-- 短文 --
<<<<

营业时间凌晨两点截止,“一刀切”的刀口如何对应不同群体的生活习惯?是私人空间,还是公共领域,对娱乐场所录像监控,隐私谁来保护?
《条例》出台前,论证听证的程序功能,是否充分发挥?谁来掂量不同的利益诉求?
娱乐场所业管理,是行业自律优先,还是公权直接介入,《条例》引发的争论,反映的是公权和私权的平衡,需要厘清的,是政府的权力边界。
限时
靠行业自律还是公权介入?
新京报:今年年初出台新的《娱乐场所管理条例》,对娱乐场所的营业时间和营业方式进行了严格限制。这引起了不小的争论。您怎么看对娱乐场所的营业时间“一刀切”?
章杰春: 《条例》规定得是比较严。将营业时间进行限定,的确值得商榷,南北方生活习惯存在差异,《条例》可能没有兼顾到。不过我注意到,《条例》里对娱乐场所有一个范围划定,文化部有关官员解释时也希望能把这个范围缩小(指网吧和酒吧不在受限之列编者)。
周继东:从净化娱乐场所考虑,对营业时间限制是可以的。但是,作为社会经营的行业,我觉得主要还应靠行业自律来解决,只有当涉及公共利益时,公权力才应该介入。
新京报:具体到“凌晨两点到八点”,这个时间段本身合适吗?不同的人,作息时间毕竟不一样。
张新建:这个《条例》的制定是根据大多数群众的消费习惯,参考了日本和我国台湾地区对娱乐时间的一些规定。中国的娱乐场所是大众消费场所,不鼓励通宵达旦地娱乐,通宵达旦有害于消费者的身心健康,影响学业和工作、生活。而且,我们在征求一些娱乐场所经营者意见的时候,他们也反映两点以后消费者数量减少,开启全部设备、配备管理人员成本过大,所以大多数经营者支持凌晨两点停止营业。
另外,凌晨两点之后属于事故多发时段,管理人员劳累,事故隐患不易发现,同时也是政府部门管理的薄弱时段,所以我们认为,娱乐场所在此时段应当停止营业。
何兵:说两点以后营业会影响娱乐参与者休息,但是几点休息是人家自己的事情,法律不能强制人家几点休息;说影响周围居民休息,这就更不可能了,如果影响周围居民休息,当初怎么能通过审批?说“据调查大部分娱乐场所两点以后基本就歇业了”,那一定要用数据说话,不能简单地“据调查”,否则难以让人信服。
周继东:有的人确实需要在晚上娱乐,把时间定的太死不一定好。而且执行起来,行政成本比较高。北京也限了时,但还是留了口子,特殊情况经文化行政主管部门同意,可以适当延长。
章杰春:我认为在周末或双休日,可以适当延长时间。
新京报: “两点到八点禁止营业”的条款可操作性大吗,会形同虚设吗?事实上,已经有这方面的报道了。
章杰春:我个人觉得执行起来会有困难。不过,如果执行中出现了问题,还可以进行调整。但是任何企业不能以“企业就要以追求利益最大化”为理由,拒绝执行确定下来的法令。

>>>>

-- 任务要求 --
短文中,张新建说《条例》在规定娱乐时间时参考了哪些地区的规定?

-- 所给数据 --

<<<<

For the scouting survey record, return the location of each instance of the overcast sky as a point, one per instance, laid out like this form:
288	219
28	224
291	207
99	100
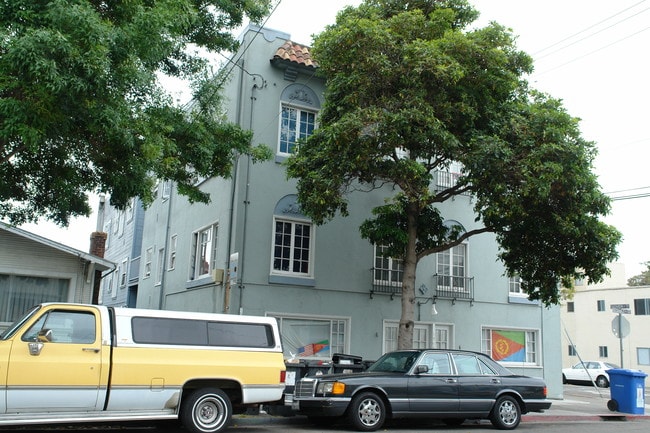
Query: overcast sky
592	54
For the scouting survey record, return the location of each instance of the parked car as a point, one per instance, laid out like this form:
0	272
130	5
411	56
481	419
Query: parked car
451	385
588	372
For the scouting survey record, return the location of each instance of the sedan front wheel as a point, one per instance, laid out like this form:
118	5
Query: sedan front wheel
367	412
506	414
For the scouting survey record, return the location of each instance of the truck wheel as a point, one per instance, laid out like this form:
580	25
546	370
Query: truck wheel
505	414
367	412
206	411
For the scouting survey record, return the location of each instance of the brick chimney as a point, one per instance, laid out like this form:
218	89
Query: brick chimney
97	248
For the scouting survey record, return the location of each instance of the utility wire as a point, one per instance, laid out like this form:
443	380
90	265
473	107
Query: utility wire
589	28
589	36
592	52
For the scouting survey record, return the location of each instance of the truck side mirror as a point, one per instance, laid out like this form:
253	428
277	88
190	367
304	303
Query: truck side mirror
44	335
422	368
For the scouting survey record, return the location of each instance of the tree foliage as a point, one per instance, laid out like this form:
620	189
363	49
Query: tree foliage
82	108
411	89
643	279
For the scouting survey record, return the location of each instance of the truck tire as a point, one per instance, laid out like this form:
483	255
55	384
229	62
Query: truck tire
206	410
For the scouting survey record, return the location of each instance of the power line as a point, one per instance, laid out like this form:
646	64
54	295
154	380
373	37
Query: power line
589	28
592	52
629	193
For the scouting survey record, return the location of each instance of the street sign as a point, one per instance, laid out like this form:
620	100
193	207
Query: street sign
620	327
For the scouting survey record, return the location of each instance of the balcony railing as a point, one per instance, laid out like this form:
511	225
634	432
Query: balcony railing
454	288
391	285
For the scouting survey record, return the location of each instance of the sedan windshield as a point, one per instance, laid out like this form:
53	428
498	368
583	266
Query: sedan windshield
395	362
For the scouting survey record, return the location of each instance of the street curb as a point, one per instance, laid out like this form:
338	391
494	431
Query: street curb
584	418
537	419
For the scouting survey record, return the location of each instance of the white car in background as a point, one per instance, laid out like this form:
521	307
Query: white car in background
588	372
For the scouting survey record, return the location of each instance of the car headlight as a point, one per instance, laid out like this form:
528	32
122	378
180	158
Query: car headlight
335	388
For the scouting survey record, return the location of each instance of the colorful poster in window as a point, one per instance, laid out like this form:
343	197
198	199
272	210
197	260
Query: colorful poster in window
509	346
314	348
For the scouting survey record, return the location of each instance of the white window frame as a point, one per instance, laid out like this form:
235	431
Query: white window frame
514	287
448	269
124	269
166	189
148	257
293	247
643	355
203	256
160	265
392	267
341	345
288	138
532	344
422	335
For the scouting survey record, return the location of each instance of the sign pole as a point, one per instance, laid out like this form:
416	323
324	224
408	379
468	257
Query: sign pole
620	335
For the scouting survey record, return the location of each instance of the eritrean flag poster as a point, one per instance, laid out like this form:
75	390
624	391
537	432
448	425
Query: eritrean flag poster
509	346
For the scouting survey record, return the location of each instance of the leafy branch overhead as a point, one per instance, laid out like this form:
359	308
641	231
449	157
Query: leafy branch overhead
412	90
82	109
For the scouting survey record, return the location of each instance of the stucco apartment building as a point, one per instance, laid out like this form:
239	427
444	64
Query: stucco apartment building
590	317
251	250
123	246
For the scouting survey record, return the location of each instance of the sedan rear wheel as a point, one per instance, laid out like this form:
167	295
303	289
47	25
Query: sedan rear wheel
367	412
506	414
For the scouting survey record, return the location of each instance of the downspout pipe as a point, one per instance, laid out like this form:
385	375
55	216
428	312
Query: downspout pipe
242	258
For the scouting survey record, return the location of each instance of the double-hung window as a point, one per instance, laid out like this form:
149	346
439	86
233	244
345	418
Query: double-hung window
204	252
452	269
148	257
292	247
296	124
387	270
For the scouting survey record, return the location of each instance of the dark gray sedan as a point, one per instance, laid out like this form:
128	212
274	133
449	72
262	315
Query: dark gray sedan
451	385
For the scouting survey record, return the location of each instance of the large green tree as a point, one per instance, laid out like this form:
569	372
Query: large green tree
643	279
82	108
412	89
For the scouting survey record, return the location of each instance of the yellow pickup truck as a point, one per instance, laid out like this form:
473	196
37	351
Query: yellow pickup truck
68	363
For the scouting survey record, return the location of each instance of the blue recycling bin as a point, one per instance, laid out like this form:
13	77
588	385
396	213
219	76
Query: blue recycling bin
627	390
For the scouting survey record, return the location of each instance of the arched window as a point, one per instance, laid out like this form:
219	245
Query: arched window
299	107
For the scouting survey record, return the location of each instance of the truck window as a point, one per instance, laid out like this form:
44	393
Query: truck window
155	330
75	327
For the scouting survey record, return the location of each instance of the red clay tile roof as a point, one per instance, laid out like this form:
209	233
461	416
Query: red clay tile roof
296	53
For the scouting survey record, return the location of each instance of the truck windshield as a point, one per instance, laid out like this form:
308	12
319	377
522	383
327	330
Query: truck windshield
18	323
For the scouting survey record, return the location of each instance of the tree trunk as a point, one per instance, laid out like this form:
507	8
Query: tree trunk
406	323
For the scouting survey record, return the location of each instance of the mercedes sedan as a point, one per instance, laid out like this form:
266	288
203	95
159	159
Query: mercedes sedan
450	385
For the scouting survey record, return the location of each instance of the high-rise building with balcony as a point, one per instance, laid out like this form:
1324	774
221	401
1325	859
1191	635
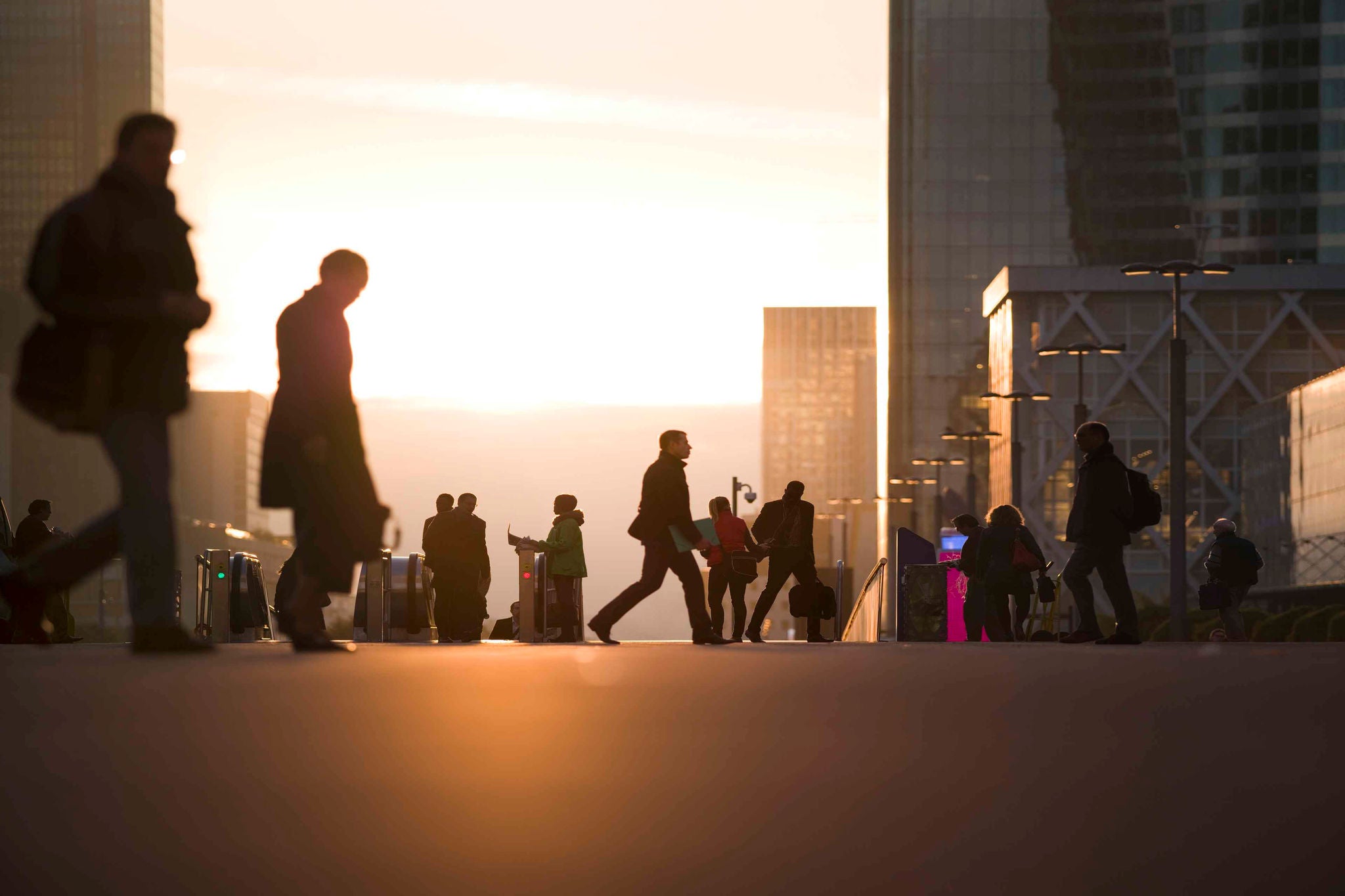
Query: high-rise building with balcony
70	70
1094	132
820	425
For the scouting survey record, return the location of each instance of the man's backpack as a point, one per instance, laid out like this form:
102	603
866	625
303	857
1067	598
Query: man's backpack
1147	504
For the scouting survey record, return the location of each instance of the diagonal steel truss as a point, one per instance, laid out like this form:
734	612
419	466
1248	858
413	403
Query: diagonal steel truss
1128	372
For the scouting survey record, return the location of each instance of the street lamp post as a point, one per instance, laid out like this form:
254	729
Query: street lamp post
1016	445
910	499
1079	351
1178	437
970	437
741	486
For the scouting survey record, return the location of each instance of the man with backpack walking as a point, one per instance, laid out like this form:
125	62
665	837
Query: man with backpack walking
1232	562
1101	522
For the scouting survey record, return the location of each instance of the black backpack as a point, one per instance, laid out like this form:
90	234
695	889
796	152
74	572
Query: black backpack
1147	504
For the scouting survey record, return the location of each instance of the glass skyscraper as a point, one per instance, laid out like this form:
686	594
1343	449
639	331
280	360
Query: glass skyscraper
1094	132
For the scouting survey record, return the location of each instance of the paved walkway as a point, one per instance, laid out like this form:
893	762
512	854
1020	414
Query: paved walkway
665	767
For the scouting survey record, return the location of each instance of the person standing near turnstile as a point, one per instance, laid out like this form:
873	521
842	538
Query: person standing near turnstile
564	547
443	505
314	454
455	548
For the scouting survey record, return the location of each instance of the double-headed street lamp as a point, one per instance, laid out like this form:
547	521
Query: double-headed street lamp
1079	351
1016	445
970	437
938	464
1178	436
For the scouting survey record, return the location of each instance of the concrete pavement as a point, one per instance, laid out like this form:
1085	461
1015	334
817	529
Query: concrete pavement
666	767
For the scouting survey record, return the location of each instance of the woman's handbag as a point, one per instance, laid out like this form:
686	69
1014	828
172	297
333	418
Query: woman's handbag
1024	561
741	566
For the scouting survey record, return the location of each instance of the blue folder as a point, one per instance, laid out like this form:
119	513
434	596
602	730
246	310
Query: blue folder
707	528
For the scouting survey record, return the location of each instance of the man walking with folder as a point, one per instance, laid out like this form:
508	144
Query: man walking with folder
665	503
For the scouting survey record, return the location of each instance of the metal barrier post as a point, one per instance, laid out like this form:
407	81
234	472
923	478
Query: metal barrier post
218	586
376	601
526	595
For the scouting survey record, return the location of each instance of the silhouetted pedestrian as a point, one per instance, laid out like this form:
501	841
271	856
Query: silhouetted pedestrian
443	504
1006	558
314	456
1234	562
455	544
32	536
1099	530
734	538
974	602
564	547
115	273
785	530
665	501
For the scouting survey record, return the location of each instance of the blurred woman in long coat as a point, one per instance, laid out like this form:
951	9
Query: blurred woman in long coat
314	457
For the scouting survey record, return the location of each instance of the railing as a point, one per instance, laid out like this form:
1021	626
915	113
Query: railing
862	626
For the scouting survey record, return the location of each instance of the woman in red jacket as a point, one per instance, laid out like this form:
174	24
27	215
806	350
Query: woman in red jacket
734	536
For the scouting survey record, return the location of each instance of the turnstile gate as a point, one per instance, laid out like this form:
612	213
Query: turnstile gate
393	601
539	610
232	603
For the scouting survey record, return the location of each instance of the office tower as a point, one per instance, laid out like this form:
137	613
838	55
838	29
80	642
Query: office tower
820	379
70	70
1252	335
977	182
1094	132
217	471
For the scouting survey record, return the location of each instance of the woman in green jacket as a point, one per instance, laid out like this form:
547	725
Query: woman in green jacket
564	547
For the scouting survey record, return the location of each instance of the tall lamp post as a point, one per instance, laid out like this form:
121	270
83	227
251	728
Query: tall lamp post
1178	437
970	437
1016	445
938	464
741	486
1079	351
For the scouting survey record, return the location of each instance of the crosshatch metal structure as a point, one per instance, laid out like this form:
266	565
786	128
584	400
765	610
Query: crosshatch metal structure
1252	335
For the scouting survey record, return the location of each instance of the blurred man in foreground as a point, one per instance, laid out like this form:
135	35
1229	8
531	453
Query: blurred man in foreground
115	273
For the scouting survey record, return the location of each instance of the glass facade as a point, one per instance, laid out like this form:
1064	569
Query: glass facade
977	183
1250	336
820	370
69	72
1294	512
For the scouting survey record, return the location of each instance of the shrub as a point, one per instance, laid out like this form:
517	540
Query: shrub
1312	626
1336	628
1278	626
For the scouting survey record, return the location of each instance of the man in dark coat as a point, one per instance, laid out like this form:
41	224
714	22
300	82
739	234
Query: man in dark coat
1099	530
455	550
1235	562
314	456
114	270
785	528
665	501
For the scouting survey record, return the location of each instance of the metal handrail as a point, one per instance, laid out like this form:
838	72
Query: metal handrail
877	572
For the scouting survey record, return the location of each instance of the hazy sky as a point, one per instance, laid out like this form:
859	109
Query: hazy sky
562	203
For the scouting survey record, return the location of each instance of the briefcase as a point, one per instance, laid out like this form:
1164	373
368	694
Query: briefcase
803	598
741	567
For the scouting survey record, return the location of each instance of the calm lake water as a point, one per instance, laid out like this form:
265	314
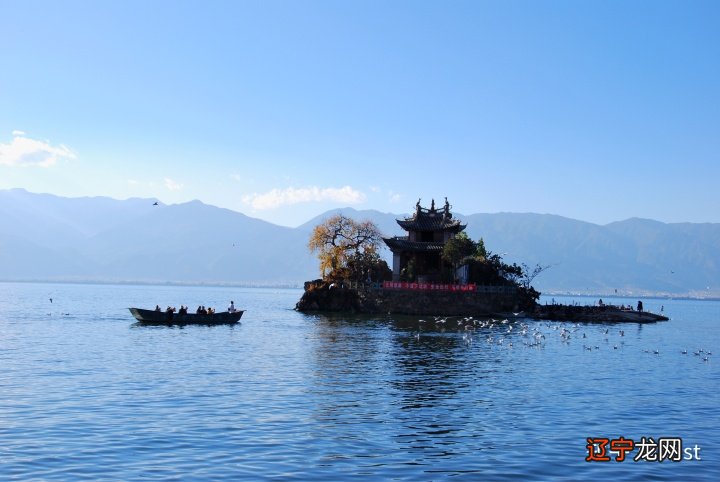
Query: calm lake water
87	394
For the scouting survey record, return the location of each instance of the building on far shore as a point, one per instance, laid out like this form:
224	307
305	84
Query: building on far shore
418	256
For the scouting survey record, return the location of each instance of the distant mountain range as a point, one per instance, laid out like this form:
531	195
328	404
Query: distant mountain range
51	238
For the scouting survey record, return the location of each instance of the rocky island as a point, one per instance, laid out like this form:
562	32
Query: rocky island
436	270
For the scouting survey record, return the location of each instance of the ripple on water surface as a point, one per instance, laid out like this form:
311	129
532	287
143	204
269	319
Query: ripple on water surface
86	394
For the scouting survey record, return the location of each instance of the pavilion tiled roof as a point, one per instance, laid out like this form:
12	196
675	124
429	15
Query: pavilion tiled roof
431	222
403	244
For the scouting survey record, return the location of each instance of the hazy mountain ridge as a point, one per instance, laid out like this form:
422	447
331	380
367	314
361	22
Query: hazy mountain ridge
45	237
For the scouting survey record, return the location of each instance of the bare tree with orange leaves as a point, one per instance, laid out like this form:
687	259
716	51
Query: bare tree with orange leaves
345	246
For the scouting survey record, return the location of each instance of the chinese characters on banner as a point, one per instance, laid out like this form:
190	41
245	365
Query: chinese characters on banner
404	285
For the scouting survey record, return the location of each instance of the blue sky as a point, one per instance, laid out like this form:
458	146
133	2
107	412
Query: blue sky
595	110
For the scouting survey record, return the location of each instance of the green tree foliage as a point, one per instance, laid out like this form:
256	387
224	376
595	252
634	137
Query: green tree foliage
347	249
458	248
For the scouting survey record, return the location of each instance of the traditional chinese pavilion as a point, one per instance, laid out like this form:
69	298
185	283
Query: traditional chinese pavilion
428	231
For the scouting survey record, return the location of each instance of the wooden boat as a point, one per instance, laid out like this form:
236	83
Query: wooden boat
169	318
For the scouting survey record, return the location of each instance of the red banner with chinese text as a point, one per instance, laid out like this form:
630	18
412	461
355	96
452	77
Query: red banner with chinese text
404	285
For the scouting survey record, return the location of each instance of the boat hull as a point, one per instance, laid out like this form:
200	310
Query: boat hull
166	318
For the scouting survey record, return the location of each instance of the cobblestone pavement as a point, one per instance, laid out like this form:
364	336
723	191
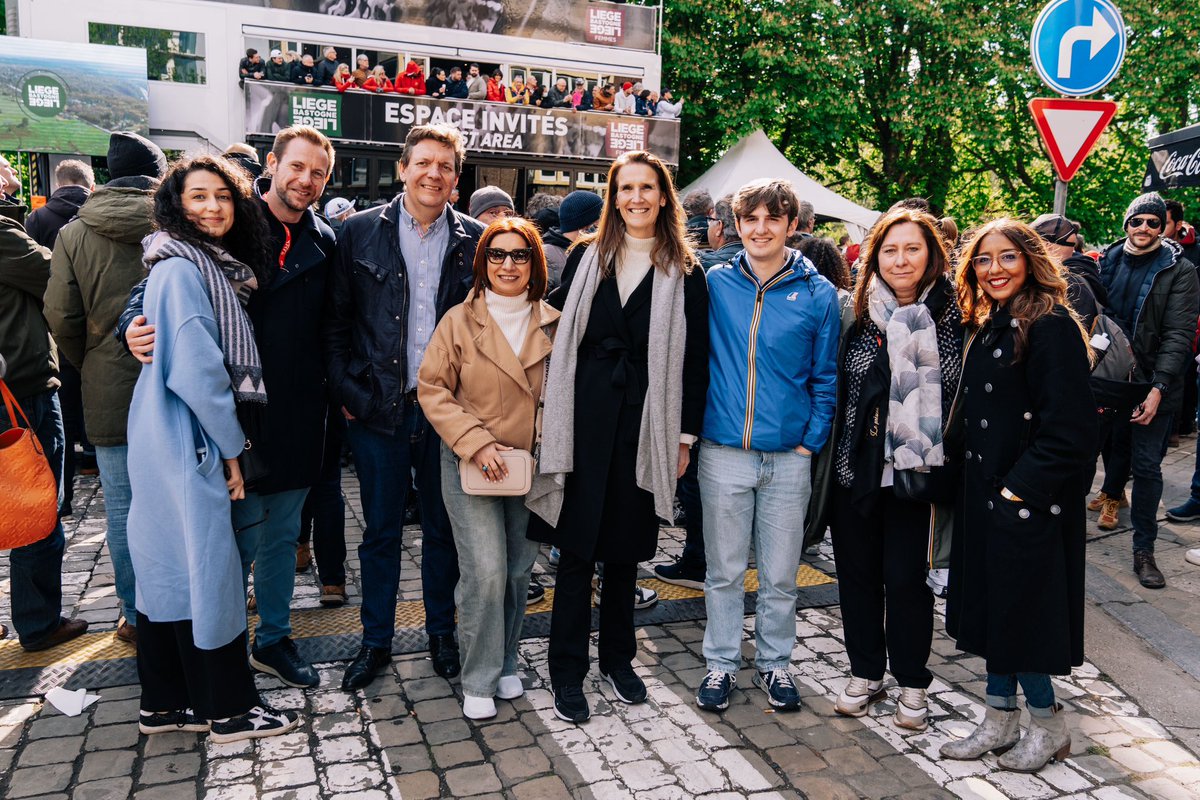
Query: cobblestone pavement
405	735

>>>>

-- 结果 --
日本和我国台湾地区。